Mental Model Theory

Focus

How assumptions and beliefs give rise to understandings

Principal Metaphors

  • Knowledge is … web of propositions (believed to mirror reality)
  • Knowing is … acting according to one’s model
  • Learner is … a knitter of propositions (individual)
  • Learning is … deriving coherence among propositions
  • Teaching is … disrupting (web of) propositions

Originated

1940s

Synopsis

A “mental model” is a web of beliefs and/or truths that is assumed by a knower to mirror some aspect of reality. The model thus affords a confidence that the situation at hand is understood, and so the knower experiences it as a coherent and sufficient basis for acting and predicting – even though it might be logically flawed and/or empirically false. Associated constructs and discourses include:
  • Counterfactual Thinking – meaning literally “against the facts,” a type of unproveable speculation on how the present might be different if the past were changed. Types include:
    • Downward Counterfactuals – speculations on how the effects of an event might have been worse. Downward Counterfactuals tend to be associated with feelings of being fortunate under the circumstances, and so they typically prompt more positive emotions.
    • Upward Counterfactuals – speculations on how the effects of an event might have been better. upward Counterfactualstend to be associated with feelings of being unfortunate, and so they typically prompt more negative emotions. (That said, they can also support resolutions to do better in the future.)
  • Mental Model Theory of Reasoning (Philip Johnson-Laird, Ruth Byrne, 1990s) – the perspective that one’s strategies and capacities for abstract reasoning are tethered to one’s mental models.

Commentary

Mental Model Theory shares core assumptions with a range of Non-Trivial Constructivisms – in particular, Schema Theory. However, with its narrow definition of “mental model” in terms of formal and explicit propositions (in contrast to the much broader conception of “schema,” which stretches across the totality of one’s experiences), Mental Model Theory tends to be much narrower in scope. Perhaps the biggest issue with the theory is the word “model” in its name, which might prompt readers to assume inappropriately that the theory is a version of Representationalism.

### DATASET EXCERPTS
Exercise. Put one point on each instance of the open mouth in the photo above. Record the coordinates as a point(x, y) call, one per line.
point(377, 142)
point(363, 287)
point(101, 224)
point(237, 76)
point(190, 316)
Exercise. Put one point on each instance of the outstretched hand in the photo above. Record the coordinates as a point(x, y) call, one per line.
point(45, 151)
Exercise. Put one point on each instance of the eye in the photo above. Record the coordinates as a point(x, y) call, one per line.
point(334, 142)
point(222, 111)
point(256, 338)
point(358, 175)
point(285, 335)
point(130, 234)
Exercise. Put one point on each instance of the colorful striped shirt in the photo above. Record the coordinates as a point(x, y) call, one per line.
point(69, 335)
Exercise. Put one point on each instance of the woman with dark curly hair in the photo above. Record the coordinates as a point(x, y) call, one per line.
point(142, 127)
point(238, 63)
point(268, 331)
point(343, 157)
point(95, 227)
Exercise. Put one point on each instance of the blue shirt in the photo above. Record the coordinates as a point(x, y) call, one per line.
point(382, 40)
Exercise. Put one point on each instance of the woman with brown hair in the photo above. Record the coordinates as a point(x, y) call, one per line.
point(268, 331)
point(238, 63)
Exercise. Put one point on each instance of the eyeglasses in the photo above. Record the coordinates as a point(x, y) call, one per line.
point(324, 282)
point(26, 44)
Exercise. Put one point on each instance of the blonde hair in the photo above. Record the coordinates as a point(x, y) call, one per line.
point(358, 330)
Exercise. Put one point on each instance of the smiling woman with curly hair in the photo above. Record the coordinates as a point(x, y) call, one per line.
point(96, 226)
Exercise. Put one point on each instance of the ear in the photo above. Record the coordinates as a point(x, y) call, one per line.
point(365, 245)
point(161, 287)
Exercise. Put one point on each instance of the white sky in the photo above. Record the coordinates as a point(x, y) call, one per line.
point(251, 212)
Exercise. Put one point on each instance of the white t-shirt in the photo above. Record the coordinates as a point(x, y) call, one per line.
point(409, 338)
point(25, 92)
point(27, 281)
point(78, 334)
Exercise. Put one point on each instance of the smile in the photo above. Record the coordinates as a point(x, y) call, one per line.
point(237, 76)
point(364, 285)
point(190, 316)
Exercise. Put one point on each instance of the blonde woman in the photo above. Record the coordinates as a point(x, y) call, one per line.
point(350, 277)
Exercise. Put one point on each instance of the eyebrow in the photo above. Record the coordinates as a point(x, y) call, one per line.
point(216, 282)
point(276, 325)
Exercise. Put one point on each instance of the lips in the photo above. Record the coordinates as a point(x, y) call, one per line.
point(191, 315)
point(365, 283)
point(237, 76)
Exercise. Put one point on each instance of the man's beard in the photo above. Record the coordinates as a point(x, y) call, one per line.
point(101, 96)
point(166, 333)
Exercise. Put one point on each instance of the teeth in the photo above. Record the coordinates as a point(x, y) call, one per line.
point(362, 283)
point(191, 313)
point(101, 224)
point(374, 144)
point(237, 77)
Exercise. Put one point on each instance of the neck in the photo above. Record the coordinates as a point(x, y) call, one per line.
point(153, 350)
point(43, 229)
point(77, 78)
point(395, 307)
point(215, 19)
* * *
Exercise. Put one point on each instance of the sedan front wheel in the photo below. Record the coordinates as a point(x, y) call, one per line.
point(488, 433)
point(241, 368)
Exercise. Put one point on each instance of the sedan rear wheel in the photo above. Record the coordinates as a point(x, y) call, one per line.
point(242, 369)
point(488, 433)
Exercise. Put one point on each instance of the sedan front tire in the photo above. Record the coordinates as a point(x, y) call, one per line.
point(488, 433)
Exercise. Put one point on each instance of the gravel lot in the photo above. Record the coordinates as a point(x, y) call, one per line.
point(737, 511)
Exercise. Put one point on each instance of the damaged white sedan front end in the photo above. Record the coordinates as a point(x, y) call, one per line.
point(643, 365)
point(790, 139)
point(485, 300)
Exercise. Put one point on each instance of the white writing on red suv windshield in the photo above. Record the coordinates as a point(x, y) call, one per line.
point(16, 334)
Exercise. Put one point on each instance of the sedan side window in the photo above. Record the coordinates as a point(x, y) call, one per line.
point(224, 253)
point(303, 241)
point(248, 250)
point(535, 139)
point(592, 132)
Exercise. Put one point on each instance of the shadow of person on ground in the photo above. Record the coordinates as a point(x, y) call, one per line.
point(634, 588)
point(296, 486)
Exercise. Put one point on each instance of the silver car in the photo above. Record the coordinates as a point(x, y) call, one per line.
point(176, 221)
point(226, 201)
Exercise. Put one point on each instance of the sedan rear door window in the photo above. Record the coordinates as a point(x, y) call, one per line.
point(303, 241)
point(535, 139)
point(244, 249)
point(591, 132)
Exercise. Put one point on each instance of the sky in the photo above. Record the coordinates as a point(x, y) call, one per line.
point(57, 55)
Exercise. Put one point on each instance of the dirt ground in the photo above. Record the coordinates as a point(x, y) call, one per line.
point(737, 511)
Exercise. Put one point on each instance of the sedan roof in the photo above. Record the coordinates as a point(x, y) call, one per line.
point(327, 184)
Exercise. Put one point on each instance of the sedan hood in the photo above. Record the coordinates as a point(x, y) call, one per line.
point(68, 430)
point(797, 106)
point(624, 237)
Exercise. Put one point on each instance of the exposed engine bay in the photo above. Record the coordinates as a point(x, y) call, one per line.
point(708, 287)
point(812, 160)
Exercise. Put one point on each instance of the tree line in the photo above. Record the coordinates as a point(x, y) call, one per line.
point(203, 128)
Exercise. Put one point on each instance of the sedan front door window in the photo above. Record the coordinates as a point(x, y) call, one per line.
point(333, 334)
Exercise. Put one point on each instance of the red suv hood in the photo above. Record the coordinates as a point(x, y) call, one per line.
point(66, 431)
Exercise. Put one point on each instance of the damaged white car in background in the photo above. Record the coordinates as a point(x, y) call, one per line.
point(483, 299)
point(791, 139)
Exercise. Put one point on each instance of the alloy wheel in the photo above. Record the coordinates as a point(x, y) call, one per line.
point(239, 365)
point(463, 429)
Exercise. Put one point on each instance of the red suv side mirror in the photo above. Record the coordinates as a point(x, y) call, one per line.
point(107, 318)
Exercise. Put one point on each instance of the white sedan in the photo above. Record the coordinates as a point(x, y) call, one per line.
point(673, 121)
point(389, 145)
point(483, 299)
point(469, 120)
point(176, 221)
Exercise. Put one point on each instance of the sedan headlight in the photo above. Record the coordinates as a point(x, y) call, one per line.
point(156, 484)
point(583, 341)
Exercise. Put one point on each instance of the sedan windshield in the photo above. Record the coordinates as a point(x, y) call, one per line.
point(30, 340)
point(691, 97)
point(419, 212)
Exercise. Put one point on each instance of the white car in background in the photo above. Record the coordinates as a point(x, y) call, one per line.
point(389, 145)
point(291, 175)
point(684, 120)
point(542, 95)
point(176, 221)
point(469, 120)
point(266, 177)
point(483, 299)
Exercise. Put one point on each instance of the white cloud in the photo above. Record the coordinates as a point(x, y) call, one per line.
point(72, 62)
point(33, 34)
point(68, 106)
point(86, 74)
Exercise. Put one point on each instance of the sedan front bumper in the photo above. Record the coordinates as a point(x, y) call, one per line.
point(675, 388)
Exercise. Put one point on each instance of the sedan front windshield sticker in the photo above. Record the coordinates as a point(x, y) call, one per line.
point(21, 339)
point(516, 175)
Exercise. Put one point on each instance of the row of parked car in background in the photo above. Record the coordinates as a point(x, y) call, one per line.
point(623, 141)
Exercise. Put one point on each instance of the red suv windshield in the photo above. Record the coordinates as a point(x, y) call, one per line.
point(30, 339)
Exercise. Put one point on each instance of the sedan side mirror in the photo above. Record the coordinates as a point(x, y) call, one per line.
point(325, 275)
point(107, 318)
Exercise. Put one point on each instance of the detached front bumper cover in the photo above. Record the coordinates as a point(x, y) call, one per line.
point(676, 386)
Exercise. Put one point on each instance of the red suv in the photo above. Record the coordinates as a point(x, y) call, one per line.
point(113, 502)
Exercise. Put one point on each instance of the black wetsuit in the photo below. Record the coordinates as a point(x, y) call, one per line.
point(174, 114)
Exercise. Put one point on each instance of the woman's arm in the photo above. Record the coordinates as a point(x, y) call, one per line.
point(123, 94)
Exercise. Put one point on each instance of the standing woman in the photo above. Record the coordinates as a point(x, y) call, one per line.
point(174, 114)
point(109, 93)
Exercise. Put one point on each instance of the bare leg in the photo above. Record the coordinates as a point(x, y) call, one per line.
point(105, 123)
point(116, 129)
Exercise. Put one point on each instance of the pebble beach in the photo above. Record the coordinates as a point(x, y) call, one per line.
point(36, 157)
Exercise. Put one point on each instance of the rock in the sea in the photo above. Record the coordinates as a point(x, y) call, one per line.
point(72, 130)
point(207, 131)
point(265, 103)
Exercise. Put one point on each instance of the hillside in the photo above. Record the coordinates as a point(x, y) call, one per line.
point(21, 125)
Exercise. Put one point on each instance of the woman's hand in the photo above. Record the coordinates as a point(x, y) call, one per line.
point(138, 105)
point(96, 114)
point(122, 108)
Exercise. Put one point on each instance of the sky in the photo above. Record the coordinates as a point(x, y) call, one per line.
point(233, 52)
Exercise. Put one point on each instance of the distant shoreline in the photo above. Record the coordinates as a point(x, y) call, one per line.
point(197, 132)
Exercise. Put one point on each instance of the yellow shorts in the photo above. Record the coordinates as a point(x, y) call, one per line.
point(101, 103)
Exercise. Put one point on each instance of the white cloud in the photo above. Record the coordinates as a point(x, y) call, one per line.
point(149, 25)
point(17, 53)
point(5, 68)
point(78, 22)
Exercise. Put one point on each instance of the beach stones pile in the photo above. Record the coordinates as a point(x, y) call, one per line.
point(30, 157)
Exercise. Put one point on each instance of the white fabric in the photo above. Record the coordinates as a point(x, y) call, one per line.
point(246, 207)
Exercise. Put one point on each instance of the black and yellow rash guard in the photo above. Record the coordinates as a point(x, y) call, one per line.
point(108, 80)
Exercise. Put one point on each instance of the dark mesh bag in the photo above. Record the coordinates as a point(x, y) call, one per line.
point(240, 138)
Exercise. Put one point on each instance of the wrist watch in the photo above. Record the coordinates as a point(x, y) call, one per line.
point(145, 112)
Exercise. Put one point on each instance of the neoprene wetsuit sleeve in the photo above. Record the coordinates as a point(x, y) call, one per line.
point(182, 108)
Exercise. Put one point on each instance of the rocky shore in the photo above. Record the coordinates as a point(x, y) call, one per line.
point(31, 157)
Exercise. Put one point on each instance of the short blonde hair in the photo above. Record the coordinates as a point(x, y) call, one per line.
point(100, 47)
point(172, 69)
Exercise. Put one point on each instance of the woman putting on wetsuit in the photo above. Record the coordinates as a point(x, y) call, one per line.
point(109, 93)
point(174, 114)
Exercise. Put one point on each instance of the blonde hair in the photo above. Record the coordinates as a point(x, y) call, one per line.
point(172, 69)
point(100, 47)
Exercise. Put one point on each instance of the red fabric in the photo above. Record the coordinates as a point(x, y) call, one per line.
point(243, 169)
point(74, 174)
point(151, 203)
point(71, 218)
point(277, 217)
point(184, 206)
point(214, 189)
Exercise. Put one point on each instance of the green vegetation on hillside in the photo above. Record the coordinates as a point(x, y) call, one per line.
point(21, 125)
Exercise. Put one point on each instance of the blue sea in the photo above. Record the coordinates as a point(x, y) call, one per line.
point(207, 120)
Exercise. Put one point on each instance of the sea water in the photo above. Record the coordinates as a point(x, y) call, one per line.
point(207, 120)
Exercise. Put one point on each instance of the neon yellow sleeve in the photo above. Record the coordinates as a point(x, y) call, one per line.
* * *
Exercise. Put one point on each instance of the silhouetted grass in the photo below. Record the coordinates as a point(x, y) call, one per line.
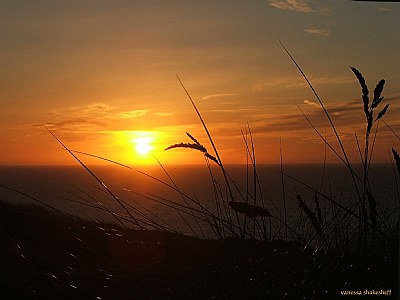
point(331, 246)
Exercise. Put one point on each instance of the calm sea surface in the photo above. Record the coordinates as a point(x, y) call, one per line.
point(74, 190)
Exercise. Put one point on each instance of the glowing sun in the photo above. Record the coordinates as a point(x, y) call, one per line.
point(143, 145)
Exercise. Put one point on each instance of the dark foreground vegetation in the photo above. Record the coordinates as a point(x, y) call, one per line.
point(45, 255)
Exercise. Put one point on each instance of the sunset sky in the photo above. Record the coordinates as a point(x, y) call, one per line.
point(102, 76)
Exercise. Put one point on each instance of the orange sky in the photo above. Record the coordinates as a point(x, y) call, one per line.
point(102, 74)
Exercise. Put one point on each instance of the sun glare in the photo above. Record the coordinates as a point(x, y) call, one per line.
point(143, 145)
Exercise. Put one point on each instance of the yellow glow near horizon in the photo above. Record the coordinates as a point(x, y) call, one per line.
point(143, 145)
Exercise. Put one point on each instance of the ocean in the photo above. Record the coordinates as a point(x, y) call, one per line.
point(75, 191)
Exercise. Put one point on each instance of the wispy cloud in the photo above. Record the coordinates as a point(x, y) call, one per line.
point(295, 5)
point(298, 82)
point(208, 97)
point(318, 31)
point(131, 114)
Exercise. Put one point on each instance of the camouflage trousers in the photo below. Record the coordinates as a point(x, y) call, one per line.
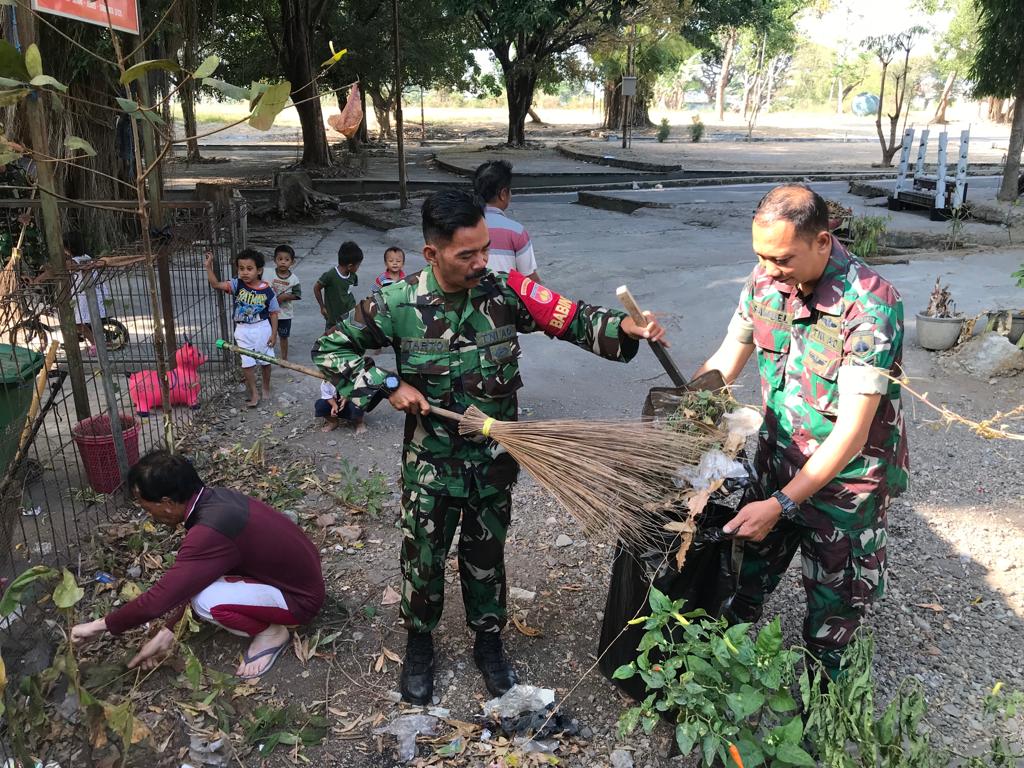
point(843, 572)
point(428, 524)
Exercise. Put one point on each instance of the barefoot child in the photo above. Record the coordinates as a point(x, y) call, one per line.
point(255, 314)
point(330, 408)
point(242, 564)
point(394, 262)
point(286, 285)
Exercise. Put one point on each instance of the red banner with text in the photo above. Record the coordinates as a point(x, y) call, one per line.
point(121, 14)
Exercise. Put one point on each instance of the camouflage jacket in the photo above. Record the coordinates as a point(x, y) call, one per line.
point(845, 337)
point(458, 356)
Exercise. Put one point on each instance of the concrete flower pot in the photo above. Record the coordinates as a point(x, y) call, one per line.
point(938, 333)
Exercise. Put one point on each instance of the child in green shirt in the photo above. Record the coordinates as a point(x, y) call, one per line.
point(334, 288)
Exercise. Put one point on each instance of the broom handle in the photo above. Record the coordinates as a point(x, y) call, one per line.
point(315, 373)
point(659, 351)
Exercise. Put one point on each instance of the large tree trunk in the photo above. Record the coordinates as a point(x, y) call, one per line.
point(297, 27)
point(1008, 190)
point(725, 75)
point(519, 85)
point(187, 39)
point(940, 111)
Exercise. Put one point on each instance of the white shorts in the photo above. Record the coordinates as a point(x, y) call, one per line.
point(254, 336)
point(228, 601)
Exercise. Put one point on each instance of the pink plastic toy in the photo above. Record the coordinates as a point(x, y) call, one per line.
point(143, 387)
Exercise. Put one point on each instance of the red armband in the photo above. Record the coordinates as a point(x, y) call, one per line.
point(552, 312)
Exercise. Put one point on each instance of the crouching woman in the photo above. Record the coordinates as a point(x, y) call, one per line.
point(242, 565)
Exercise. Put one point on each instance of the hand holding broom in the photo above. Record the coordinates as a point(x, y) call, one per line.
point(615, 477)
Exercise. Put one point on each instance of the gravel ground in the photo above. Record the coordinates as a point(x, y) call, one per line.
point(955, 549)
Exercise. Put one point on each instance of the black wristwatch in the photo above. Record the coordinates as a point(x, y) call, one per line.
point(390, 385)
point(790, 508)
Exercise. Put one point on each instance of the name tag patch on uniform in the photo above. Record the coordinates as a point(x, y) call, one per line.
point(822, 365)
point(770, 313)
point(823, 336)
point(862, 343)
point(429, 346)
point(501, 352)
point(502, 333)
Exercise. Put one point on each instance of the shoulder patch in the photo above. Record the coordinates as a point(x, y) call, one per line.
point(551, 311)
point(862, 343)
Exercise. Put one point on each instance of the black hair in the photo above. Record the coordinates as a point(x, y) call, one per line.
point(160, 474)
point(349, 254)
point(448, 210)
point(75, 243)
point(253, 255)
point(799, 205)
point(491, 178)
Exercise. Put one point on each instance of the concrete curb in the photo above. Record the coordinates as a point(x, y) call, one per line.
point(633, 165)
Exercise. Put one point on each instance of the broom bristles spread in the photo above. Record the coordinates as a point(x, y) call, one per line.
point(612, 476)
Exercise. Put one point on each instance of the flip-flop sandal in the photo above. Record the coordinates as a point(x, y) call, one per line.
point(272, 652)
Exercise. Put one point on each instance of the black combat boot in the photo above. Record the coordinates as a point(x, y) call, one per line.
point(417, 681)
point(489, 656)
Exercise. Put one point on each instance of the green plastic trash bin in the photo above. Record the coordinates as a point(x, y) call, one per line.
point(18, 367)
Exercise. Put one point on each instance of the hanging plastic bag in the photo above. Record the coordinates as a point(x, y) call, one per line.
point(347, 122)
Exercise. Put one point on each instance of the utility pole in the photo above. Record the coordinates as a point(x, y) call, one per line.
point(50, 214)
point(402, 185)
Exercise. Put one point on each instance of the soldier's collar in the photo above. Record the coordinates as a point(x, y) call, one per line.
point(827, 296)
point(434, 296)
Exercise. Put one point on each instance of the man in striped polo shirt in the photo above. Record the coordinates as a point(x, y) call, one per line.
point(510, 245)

### STATED TASK 1
Answer these questions using the page on Mental Model Theory:
(a) In what decade did the theory originate?
(b) What kind of emotions do downward counterfactuals typically prompt?
(c) With which theory in particular does Mental Model Theory share core assumptions?
### STATED TASK 2
From the records, print everything from the line containing "Exercise. Put one point on each instance of the yellow glow" down to the line containing "point(659, 351)", with both of those lines included and the pictures left out.

### COMPLETE ANSWER 1
(a) The 1940s.
(b) More positive emotions.
(c) Schema Theory.

### COMPLETE ANSWER 2
Exercise. Put one point on each instance of the yellow glow near horizon in the photo above. Record the coordinates as a point(x, y) call, one per line.
point(143, 145)
Exercise. Put one point on each instance of the ocean in the photo above. Record the coordinates as a point(x, y) call, one per line.
point(75, 191)
Exercise. Put one point on each instance of the wispy cloud in the photo above. Record the coordinates as a point(x, y) call, one per line.
point(295, 5)
point(298, 82)
point(208, 97)
point(318, 31)
point(131, 114)
Exercise. Put one point on each instance of the camouflage trousers in the photo below. Record the coordinates as a point(x, y) call, one per line.
point(843, 572)
point(428, 524)
Exercise. Put one point on each instance of the barefoot child in the photo above. Record the coordinates as a point(x, y) call, one per line.
point(255, 314)
point(330, 408)
point(242, 564)
point(394, 262)
point(286, 285)
Exercise. Put one point on each instance of the red banner with text in the photo above. Record the coordinates as a point(x, y) call, one per line.
point(121, 14)
Exercise. Put one point on each instance of the camouflage jacket in the photo above. Record the coordinates as a point(x, y) call, one per line.
point(845, 337)
point(458, 356)
Exercise. Put one point on each instance of the concrete flower pot in the photo above. Record the coordinates as a point(x, y) call, one per line.
point(938, 333)
Exercise. Put one point on each instance of the child in green shirt in the photo above. Record the coordinates as a point(x, y) call, one per line.
point(334, 288)
Exercise. Put one point on each instance of the broom handle in the photo above. Record the coordinates as a point(x, y) call, one per line.
point(315, 373)
point(659, 351)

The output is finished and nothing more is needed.